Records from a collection
== == ==

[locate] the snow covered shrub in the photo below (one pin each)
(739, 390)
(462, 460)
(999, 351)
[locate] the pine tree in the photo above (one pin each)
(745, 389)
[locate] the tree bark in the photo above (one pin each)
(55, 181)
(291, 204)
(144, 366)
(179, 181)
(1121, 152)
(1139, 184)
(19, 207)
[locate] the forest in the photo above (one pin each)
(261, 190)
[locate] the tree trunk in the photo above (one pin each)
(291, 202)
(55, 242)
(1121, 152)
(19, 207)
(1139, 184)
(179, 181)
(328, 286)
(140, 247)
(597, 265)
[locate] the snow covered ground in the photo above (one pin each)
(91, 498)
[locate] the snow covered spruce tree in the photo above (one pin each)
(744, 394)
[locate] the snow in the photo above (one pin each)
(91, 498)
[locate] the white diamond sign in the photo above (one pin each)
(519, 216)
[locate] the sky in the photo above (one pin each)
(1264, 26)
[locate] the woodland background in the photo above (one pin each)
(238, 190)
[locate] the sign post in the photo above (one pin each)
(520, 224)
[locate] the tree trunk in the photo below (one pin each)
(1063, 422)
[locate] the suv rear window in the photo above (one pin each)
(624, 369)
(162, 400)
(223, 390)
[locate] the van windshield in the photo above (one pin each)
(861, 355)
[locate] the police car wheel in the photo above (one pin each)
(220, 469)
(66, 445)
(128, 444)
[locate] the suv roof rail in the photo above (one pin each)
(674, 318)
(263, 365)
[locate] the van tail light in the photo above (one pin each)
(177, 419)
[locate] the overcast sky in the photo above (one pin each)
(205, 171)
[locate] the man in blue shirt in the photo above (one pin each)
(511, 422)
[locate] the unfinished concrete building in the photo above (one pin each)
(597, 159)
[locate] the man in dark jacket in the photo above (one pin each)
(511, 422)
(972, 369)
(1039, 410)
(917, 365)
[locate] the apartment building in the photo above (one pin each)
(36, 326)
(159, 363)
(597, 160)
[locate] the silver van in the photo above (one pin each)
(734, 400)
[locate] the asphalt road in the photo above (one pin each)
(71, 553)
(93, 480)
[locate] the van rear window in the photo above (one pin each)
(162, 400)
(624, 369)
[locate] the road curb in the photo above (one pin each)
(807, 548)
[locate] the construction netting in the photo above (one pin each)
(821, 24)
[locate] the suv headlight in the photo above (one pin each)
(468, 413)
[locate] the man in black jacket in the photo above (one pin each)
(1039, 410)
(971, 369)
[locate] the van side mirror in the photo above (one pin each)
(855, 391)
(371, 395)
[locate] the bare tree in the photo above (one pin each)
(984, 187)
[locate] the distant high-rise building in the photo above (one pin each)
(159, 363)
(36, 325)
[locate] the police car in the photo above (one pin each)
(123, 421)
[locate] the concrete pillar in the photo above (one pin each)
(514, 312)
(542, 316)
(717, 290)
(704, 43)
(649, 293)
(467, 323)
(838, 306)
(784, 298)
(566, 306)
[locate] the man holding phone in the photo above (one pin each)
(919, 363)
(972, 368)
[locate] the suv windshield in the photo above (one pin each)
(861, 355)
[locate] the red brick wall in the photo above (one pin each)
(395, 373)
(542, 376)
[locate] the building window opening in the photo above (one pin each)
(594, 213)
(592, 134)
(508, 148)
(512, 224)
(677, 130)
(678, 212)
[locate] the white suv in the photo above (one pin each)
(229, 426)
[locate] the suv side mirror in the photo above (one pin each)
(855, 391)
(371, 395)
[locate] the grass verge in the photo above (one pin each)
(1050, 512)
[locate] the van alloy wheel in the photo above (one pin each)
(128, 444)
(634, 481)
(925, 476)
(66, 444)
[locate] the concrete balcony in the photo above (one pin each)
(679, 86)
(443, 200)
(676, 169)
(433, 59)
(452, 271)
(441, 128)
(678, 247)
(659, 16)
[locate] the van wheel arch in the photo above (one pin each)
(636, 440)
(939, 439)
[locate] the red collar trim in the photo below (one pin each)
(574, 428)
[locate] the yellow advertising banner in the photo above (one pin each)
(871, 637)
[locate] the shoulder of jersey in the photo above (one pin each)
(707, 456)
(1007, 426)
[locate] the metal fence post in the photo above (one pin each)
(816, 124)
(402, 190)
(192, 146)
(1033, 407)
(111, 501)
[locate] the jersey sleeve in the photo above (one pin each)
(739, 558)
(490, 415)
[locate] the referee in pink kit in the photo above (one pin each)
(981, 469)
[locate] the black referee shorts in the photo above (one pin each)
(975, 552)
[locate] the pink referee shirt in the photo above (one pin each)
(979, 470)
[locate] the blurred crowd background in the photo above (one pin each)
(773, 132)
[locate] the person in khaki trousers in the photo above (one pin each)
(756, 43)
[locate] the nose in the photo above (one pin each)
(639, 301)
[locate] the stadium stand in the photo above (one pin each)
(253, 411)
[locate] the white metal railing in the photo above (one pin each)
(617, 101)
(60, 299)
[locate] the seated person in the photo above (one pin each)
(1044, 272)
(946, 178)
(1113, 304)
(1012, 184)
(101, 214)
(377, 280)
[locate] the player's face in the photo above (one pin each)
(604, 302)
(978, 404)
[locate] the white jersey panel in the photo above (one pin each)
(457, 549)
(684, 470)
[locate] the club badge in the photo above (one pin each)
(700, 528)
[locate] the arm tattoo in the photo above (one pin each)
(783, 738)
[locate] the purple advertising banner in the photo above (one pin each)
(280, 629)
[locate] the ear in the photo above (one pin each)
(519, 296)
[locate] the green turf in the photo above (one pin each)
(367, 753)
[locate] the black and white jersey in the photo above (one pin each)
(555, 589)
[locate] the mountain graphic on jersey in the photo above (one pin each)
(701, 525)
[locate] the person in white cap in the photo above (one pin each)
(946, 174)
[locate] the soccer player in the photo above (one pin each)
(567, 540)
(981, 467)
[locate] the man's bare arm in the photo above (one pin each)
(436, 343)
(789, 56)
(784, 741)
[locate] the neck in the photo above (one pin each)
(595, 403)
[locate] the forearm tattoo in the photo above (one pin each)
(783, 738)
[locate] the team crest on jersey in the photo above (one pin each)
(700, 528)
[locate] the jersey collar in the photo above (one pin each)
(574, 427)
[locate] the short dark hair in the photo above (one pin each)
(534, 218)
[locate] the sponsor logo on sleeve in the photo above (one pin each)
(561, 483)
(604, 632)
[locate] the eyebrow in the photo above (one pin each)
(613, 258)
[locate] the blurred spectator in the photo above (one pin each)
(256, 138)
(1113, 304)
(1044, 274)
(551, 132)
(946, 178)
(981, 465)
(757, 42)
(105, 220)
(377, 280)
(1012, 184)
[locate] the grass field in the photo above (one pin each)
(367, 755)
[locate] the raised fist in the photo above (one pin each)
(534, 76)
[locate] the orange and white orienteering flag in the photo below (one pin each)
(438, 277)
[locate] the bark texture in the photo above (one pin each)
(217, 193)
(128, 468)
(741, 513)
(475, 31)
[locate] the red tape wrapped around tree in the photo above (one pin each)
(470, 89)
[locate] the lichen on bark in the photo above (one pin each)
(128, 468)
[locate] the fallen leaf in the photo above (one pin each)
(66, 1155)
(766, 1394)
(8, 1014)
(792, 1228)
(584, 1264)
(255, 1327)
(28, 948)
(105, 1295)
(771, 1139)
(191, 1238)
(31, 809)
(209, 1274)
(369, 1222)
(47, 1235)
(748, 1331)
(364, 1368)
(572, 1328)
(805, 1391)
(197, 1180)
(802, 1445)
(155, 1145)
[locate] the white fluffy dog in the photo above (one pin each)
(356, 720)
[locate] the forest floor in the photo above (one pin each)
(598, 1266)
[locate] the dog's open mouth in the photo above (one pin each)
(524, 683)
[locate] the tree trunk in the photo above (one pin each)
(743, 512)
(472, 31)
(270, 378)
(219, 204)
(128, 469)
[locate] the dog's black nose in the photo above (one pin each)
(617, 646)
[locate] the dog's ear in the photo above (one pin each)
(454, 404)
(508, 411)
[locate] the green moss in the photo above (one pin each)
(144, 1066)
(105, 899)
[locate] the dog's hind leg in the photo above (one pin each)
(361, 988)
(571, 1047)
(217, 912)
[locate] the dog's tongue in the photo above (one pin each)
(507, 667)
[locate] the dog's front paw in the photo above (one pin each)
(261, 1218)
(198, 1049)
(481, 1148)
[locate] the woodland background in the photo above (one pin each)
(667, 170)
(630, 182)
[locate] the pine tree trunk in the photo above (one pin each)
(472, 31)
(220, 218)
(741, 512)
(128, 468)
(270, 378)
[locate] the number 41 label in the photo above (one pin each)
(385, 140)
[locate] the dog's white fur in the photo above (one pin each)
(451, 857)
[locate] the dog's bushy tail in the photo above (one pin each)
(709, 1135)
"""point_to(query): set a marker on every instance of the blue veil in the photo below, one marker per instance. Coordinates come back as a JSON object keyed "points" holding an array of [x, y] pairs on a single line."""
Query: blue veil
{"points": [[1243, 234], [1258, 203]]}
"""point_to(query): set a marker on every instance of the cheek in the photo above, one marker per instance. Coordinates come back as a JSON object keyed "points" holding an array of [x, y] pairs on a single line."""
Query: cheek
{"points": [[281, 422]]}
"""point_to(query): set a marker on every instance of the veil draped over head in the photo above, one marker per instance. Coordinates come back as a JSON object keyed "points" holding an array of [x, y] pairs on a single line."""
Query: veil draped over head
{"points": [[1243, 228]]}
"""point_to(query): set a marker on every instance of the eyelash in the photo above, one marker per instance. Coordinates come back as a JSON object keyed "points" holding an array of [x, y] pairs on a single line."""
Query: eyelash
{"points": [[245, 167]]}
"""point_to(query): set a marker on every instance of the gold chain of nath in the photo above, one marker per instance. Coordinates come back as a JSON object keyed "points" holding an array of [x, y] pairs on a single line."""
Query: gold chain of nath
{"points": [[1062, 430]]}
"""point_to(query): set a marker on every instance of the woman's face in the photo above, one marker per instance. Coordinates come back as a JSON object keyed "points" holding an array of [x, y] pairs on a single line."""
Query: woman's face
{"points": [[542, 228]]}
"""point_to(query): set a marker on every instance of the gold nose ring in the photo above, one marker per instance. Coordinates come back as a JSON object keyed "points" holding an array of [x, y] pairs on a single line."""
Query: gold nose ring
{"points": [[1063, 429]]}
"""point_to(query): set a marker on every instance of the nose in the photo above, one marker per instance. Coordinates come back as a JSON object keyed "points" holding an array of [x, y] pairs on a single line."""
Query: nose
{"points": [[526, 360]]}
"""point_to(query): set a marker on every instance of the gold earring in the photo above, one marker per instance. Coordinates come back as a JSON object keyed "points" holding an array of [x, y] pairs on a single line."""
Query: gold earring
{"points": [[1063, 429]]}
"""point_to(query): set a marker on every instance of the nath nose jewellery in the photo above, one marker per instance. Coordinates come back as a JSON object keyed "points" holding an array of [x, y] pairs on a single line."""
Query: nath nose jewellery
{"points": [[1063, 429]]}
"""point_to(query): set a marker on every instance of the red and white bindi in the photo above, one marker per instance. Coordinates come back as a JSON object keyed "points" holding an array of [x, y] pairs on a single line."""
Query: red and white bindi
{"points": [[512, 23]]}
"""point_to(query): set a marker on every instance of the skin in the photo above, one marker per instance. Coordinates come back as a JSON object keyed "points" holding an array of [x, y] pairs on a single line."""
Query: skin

== == ==

● Exercise objective: Please return a copy of each line in the entries that has the string "skin".

● Exercise response:
"""point_to(query): set a marker on every instance of the skin in the photo above, one marker per instance. Coordinates come back as a JSON object keyed "points" holding an array of [x, y] pairs on a single line."""
Query: skin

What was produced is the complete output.